▶ _To be done_: Retype the full listing below character for character, with every line in its original order and nothing changed.

▶ _Given data_:

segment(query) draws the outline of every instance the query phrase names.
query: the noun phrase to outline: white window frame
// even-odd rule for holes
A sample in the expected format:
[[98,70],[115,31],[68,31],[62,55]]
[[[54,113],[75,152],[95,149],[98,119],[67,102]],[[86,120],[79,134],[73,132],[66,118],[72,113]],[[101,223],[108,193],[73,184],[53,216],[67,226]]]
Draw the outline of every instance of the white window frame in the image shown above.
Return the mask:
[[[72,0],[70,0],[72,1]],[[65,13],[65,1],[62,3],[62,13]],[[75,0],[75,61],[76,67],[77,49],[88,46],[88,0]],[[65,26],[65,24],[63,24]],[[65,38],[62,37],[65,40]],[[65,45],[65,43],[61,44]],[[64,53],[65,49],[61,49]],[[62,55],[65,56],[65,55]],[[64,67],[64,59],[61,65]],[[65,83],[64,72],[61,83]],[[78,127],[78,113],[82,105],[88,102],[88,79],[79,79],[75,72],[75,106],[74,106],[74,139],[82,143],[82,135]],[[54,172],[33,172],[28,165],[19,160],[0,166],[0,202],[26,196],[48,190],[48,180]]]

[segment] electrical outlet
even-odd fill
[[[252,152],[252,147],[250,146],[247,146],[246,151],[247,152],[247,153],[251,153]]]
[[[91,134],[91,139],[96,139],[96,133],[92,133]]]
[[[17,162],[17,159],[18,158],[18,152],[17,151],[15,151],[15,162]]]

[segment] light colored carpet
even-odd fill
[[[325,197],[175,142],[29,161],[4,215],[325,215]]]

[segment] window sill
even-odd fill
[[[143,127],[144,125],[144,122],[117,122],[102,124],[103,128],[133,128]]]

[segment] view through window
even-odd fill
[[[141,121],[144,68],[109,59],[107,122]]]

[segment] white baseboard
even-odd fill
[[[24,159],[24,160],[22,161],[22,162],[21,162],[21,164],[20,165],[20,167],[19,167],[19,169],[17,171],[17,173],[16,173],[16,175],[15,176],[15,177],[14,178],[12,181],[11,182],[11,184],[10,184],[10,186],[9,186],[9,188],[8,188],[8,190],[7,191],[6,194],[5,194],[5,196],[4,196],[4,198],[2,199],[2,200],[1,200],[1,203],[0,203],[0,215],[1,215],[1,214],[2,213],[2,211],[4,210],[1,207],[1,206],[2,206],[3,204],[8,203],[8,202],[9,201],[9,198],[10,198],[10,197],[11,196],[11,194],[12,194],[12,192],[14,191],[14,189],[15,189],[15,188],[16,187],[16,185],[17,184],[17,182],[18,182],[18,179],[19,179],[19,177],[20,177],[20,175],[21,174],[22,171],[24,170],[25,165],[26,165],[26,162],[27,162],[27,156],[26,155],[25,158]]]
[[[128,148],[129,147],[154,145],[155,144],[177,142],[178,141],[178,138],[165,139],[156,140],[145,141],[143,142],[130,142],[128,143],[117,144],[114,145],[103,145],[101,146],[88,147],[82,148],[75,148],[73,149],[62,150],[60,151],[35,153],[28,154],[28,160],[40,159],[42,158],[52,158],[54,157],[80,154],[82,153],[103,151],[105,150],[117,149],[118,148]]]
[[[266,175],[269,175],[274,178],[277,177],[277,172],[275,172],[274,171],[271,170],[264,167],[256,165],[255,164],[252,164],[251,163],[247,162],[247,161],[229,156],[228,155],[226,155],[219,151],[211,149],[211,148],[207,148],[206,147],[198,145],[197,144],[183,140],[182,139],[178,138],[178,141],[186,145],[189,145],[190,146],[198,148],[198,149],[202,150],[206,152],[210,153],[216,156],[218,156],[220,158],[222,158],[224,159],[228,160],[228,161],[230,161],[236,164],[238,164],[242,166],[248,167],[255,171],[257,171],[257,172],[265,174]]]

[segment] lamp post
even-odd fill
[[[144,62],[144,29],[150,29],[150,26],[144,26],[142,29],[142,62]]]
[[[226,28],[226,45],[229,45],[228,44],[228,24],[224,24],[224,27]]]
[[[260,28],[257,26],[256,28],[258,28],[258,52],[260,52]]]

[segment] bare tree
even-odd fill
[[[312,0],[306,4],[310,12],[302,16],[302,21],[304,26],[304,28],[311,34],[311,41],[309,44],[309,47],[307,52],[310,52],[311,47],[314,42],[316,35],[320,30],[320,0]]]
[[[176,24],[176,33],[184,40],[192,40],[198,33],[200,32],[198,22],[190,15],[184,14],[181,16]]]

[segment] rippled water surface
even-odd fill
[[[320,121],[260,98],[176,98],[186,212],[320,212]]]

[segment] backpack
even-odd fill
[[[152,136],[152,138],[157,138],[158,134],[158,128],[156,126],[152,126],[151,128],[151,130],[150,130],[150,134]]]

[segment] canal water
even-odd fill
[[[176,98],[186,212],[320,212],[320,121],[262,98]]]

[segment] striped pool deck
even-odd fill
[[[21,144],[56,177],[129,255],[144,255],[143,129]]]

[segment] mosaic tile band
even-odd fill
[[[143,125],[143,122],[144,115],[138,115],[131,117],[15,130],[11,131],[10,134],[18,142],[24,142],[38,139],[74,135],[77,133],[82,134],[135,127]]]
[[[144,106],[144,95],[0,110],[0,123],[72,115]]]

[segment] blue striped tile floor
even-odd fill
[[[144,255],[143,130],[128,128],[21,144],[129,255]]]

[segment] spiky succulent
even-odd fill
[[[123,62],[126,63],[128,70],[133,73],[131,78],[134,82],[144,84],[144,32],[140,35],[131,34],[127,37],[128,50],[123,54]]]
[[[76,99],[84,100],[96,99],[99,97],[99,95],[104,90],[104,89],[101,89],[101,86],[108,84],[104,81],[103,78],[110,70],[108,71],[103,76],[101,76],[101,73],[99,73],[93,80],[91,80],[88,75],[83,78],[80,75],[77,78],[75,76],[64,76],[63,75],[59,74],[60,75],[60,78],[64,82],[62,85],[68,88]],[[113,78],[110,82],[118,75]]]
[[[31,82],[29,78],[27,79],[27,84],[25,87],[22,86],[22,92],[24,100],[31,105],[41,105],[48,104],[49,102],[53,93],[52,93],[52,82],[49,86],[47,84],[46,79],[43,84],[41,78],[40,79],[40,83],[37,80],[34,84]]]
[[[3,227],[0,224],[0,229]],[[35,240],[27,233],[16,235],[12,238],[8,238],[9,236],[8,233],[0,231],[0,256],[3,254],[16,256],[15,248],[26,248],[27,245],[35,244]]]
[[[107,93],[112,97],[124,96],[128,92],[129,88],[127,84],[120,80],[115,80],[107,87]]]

▶ _The response_:
segment(query) draws the outline of every instance the query phrase names.
query: the noun phrase to outline: white window frame
// even-odd rule for holes
A sample in the expected format:
[[98,70],[115,31],[68,31],[62,55]]
[[[54,113],[75,152],[95,149],[98,119],[67,102]],[[86,120],[79,134],[73,132],[66,118],[72,113]],[[101,223],[108,193],[73,184],[53,216],[67,226]]]
Draw the outline of every instance of the white window frame in the image shown above.
Return the mask:
[[[72,0],[70,0],[72,1]],[[65,13],[65,1],[62,3],[62,13]],[[75,0],[75,61],[76,67],[77,49],[88,46],[88,0]],[[65,26],[65,24],[63,24]],[[65,38],[62,37],[65,40]],[[65,45],[65,43],[61,44]],[[64,53],[65,49],[61,49]],[[62,55],[65,56],[65,55]],[[64,67],[64,59],[61,65]],[[65,83],[64,72],[61,83]],[[78,127],[78,113],[82,105],[88,102],[88,79],[79,79],[75,72],[75,106],[74,106],[74,139],[82,143],[82,135]],[[54,172],[33,172],[28,165],[19,160],[0,166],[0,202],[26,196],[48,190],[48,180]]]

[segment] electrical outlet
even-odd fill
[[[252,152],[252,147],[250,146],[247,146],[246,151],[247,152],[247,153],[251,153]]]
[[[91,134],[91,139],[96,139],[96,133],[92,133]]]
[[[17,162],[17,159],[18,158],[18,152],[17,151],[15,151],[15,162]]]

[segment] light colored carpet
even-odd fill
[[[325,197],[175,142],[29,161],[4,215],[325,215]]]

[segment] window sill
even-odd fill
[[[143,127],[144,125],[144,122],[117,122],[102,124],[103,128],[133,128]]]

[segment] view through window
even-odd fill
[[[141,121],[144,68],[109,59],[107,122]]]

[segment] white baseboard
even-odd fill
[[[24,159],[24,160],[22,161],[22,162],[21,162],[21,164],[20,165],[20,167],[19,167],[19,169],[17,171],[17,173],[16,173],[16,175],[15,176],[15,177],[14,178],[12,181],[11,182],[11,184],[10,184],[10,186],[9,186],[9,188],[8,188],[8,190],[7,191],[6,194],[5,194],[5,196],[4,196],[4,198],[2,199],[2,200],[1,200],[1,203],[0,203],[0,215],[1,215],[1,214],[2,213],[2,211],[4,210],[1,207],[1,206],[2,206],[3,204],[8,203],[8,202],[9,201],[9,198],[10,198],[10,197],[11,196],[11,194],[12,194],[12,192],[14,191],[14,189],[15,189],[15,188],[16,187],[16,185],[17,184],[17,182],[18,182],[18,179],[19,179],[19,177],[20,177],[20,175],[21,174],[22,171],[24,170],[25,165],[26,165],[26,162],[27,162],[27,156],[26,155],[25,158]]]
[[[128,148],[129,147],[154,145],[155,144],[177,142],[178,141],[178,138],[165,139],[156,140],[145,141],[143,142],[130,142],[128,143],[117,144],[114,145],[103,145],[101,146],[88,147],[82,148],[75,148],[73,149],[62,150],[60,151],[35,153],[28,154],[28,160],[40,159],[42,158],[52,158],[54,157],[80,154],[82,153],[103,151],[105,150],[117,149],[118,148]]]
[[[266,175],[269,175],[274,178],[277,177],[277,172],[275,172],[274,171],[271,170],[264,167],[256,165],[255,164],[252,164],[251,163],[247,162],[247,161],[229,156],[228,155],[226,155],[219,151],[211,149],[211,148],[207,148],[206,147],[198,145],[197,144],[183,140],[182,139],[178,138],[178,141],[186,145],[189,145],[190,146],[198,148],[198,149],[202,150],[206,152],[210,153],[216,156],[218,156],[220,158],[222,158],[224,159],[228,160],[228,161],[230,161],[236,164],[238,164],[242,166],[248,167],[255,171],[257,171],[257,172],[265,174]]]

[segment] lamp post
even-odd fill
[[[144,62],[144,29],[150,29],[150,26],[144,26],[142,29],[142,62]]]
[[[226,28],[226,45],[229,45],[228,44],[228,24],[224,24],[224,27]]]
[[[260,28],[257,26],[256,28],[258,28],[258,52],[260,52]]]

[segment] bare tree
even-odd fill
[[[312,0],[306,4],[310,12],[302,16],[302,21],[304,26],[304,28],[311,34],[311,41],[309,44],[309,47],[307,52],[310,52],[311,47],[314,42],[316,35],[320,30],[320,0]]]
[[[176,24],[176,33],[184,40],[192,40],[198,33],[200,32],[198,22],[190,15],[184,14],[181,16]]]

[segment] rippled water surface
even-odd fill
[[[320,121],[260,98],[176,98],[186,212],[320,212]]]

[segment] backpack
even-odd fill
[[[152,136],[152,138],[157,138],[158,134],[158,128],[156,126],[152,126],[151,128],[151,130],[150,130],[150,134]]]

[segment] canal water
even-odd fill
[[[176,98],[186,212],[320,212],[320,121],[262,98]]]

[segment] striped pool deck
even-odd fill
[[[21,144],[56,177],[129,255],[144,255],[143,129]]]

[segment] mosaic tile band
even-odd fill
[[[143,125],[143,122],[144,115],[138,115],[131,117],[15,130],[11,131],[10,134],[18,142],[24,142],[38,139],[74,135],[77,133],[82,134],[135,127]]]
[[[144,106],[144,95],[0,110],[0,123],[72,115]]]

[segment] blue striped tile floor
even-odd fill
[[[144,255],[143,130],[128,128],[21,144],[129,255]]]

[segment] spiky succulent
even-odd fill
[[[123,62],[126,63],[128,70],[133,73],[131,78],[134,82],[144,84],[144,32],[140,35],[131,34],[127,37],[128,50],[123,54]]]
[[[76,99],[84,100],[96,99],[99,97],[99,95],[104,90],[104,89],[101,89],[101,86],[108,84],[104,81],[103,78],[110,70],[108,71],[103,76],[101,76],[101,73],[99,73],[93,80],[91,80],[88,75],[83,78],[80,75],[77,78],[75,76],[64,76],[63,75],[59,74],[60,75],[60,78],[64,82],[62,85],[68,88]],[[113,78],[110,82],[118,75]]]
[[[31,82],[29,78],[27,79],[27,84],[25,87],[22,86],[22,92],[24,100],[31,105],[41,105],[48,104],[49,102],[53,93],[52,93],[52,82],[49,86],[47,84],[46,79],[43,84],[41,78],[40,79],[40,83],[37,80],[34,84]]]
[[[3,227],[0,224],[0,229]],[[35,240],[27,233],[16,235],[12,238],[8,238],[9,236],[8,233],[0,231],[0,256],[3,254],[16,256],[15,248],[26,248],[27,245],[35,244]]]
[[[107,93],[112,97],[124,96],[128,92],[129,88],[127,84],[120,80],[115,80],[107,87]]]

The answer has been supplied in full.